Work to be completed = Pictures aside, each entry has to be returned exactly as it stands.

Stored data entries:
_ _ _ _ _
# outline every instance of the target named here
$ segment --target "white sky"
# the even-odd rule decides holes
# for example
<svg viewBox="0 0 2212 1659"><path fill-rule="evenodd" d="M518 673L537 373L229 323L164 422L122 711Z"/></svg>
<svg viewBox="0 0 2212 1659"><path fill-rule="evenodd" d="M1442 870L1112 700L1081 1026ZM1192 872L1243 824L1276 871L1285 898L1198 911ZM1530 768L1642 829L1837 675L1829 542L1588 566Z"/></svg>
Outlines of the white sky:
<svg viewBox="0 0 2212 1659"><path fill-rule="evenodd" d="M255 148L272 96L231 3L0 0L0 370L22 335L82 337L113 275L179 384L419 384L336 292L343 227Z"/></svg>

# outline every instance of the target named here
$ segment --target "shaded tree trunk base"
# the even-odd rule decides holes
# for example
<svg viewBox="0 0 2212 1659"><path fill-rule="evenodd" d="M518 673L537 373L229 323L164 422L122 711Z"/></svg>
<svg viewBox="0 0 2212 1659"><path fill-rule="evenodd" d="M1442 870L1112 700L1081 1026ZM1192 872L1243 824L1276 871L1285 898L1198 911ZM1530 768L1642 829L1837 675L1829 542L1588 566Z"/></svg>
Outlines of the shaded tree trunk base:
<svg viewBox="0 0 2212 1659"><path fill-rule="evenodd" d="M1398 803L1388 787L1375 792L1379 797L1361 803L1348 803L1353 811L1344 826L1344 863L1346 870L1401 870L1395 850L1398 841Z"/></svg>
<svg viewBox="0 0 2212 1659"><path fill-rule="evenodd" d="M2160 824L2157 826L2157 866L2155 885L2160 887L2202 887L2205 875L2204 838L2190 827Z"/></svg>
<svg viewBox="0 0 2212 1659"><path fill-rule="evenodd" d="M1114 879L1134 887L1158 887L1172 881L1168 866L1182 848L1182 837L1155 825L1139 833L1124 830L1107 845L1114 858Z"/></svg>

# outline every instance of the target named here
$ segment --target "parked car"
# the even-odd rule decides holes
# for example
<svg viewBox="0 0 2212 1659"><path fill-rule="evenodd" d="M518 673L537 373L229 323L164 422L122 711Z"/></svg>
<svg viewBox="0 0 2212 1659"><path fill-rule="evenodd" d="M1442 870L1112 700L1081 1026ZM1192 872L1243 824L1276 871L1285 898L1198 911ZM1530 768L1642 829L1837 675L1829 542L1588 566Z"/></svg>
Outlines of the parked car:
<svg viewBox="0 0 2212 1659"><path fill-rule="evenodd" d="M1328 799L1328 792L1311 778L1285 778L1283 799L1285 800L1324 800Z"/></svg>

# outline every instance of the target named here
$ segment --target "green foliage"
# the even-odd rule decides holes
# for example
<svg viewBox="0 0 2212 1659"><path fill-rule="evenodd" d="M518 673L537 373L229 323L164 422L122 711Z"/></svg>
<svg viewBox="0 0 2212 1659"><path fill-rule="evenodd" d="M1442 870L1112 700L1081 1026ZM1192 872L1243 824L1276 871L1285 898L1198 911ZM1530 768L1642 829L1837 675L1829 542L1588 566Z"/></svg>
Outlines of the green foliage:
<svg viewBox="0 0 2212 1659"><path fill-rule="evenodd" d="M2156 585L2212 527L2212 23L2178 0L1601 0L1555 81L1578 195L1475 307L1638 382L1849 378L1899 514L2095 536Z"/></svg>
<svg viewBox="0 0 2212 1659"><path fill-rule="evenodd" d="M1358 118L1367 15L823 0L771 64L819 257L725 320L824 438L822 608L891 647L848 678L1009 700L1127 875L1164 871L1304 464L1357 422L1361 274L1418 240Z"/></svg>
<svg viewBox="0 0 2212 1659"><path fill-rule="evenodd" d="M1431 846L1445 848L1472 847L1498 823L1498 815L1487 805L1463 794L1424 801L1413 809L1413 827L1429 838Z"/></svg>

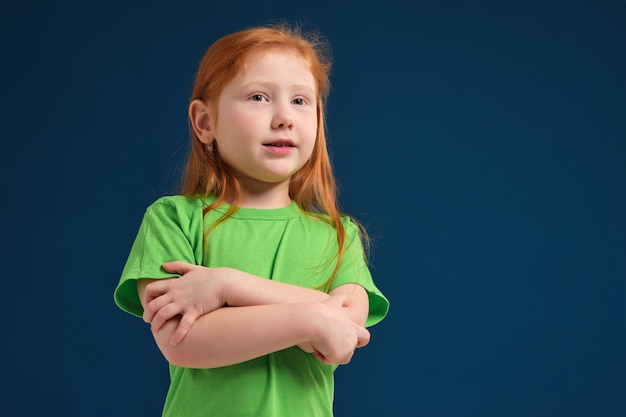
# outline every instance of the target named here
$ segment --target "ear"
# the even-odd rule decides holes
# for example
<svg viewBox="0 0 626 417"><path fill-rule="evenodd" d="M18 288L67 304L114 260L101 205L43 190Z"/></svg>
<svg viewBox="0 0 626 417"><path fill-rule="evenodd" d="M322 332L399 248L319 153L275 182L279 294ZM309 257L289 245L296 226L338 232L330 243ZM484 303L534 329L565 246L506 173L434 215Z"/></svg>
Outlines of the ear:
<svg viewBox="0 0 626 417"><path fill-rule="evenodd" d="M208 103L202 100L193 100L189 104L189 120L200 142L207 145L213 142L215 139L214 123Z"/></svg>

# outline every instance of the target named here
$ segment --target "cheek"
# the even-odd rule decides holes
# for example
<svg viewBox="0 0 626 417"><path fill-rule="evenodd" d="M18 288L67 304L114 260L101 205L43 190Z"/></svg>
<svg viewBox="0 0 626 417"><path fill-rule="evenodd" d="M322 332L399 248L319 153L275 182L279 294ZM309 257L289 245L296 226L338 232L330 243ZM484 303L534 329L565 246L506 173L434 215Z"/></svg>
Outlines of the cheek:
_ _ _ _ _
Expected output =
# outline every instance of the target named here
$ segment --target "white sky"
# the even-odd rule decides holes
# for example
<svg viewBox="0 0 2212 1659"><path fill-rule="evenodd" d="M518 673L537 373L229 323L164 422L122 711Z"/></svg>
<svg viewBox="0 0 2212 1659"><path fill-rule="evenodd" d="M1442 870L1112 700L1081 1026ZM1192 872L1243 824L1276 871L1285 898L1198 911ZM1530 768L1642 829L1837 675L1829 542L1588 566Z"/></svg>
Outlines of the white sky:
<svg viewBox="0 0 2212 1659"><path fill-rule="evenodd" d="M255 148L272 96L231 3L0 0L0 370L22 335L82 337L113 275L179 384L419 384L336 292L343 227Z"/></svg>

# outline every instance of the target named here
$ segment --target "shaded tree trunk base"
# the even-odd rule decides holes
# for example
<svg viewBox="0 0 2212 1659"><path fill-rule="evenodd" d="M518 673L537 373L229 323L164 422L122 711Z"/></svg>
<svg viewBox="0 0 2212 1659"><path fill-rule="evenodd" d="M1442 870L1112 700L1081 1026ZM1192 872L1243 824L1276 871L1285 898L1198 911ZM1530 768L1642 829L1837 675L1829 542L1588 566Z"/></svg>
Outlines of the shaded tree trunk base:
<svg viewBox="0 0 2212 1659"><path fill-rule="evenodd" d="M1398 803L1388 787L1375 792L1379 797L1361 803L1348 803L1353 811L1344 826L1344 863L1346 870L1401 870L1395 850L1398 841Z"/></svg>
<svg viewBox="0 0 2212 1659"><path fill-rule="evenodd" d="M2160 824L2157 826L2157 866L2155 885L2160 887L2202 887L2205 875L2204 838L2190 827Z"/></svg>
<svg viewBox="0 0 2212 1659"><path fill-rule="evenodd" d="M1114 879L1134 887L1158 887L1172 881L1168 866L1182 848L1182 837L1155 825L1139 833L1124 830L1107 845L1114 858Z"/></svg>

# outline every instance of the target named here
$ segment --target "parked car"
# the even-odd rule decides holes
# for example
<svg viewBox="0 0 2212 1659"><path fill-rule="evenodd" d="M518 673L537 373L229 323L164 422L122 711Z"/></svg>
<svg viewBox="0 0 2212 1659"><path fill-rule="evenodd" d="M1442 870L1112 700L1081 1026ZM1192 872L1243 824L1276 871L1285 898L1198 911ZM1530 768L1642 829L1837 675L1829 542L1588 566Z"/></svg>
Outlines of the parked car:
<svg viewBox="0 0 2212 1659"><path fill-rule="evenodd" d="M1328 799L1328 792L1311 778L1285 778L1283 799L1285 800L1324 800Z"/></svg>

# outline every instance of the target named here
$ segment --target "green foliage"
# the even-odd rule decides holes
# for example
<svg viewBox="0 0 2212 1659"><path fill-rule="evenodd" d="M518 673L537 373L229 323L164 422L122 711Z"/></svg>
<svg viewBox="0 0 2212 1659"><path fill-rule="evenodd" d="M1442 870L1112 700L1081 1026ZM1192 872L1243 824L1276 871L1285 898L1198 911ZM1530 768L1642 829L1837 675L1829 542L1588 566Z"/></svg>
Outlines of the green foliage:
<svg viewBox="0 0 2212 1659"><path fill-rule="evenodd" d="M2156 585L2212 527L2212 23L2178 0L1601 0L1555 81L1578 195L1475 307L1638 382L1849 378L1899 514L2095 536Z"/></svg>
<svg viewBox="0 0 2212 1659"><path fill-rule="evenodd" d="M1358 118L1367 15L823 0L771 64L819 257L725 320L824 438L822 608L891 647L848 678L1009 700L1127 875L1164 871L1304 464L1357 422L1361 274L1418 240Z"/></svg>
<svg viewBox="0 0 2212 1659"><path fill-rule="evenodd" d="M1431 846L1445 848L1472 847L1498 823L1498 815L1487 805L1463 794L1424 801L1413 809L1413 827L1429 838Z"/></svg>

# outline every instance of the target named here
$ segment --target "ear"
# the even-odd rule decides holes
# for example
<svg viewBox="0 0 626 417"><path fill-rule="evenodd" d="M18 288L67 304L114 260L101 205L43 190Z"/></svg>
<svg viewBox="0 0 626 417"><path fill-rule="evenodd" d="M322 332L399 248L319 153L275 182L279 294ZM309 257L289 245L296 226L338 232L330 243ZM484 303L534 329L565 246L506 173L434 215Z"/></svg>
Outlines of the ear:
<svg viewBox="0 0 626 417"><path fill-rule="evenodd" d="M208 103L202 100L193 100L189 104L189 120L200 142L207 145L213 142L215 139L214 123Z"/></svg>

# outline every instance of the target named here
$ segment --target "cheek"
# the even-odd rule decides holes
# for example
<svg viewBox="0 0 626 417"><path fill-rule="evenodd" d="M18 288L67 304L114 260L101 205L43 190Z"/></svg>
<svg viewBox="0 0 626 417"><path fill-rule="evenodd" d="M322 332L399 248L319 153L275 182L279 294ZM309 257L289 245L296 226L338 232L330 243ZM484 303L534 329L565 246L506 173L434 215Z"/></svg>
Outlines of the cheek:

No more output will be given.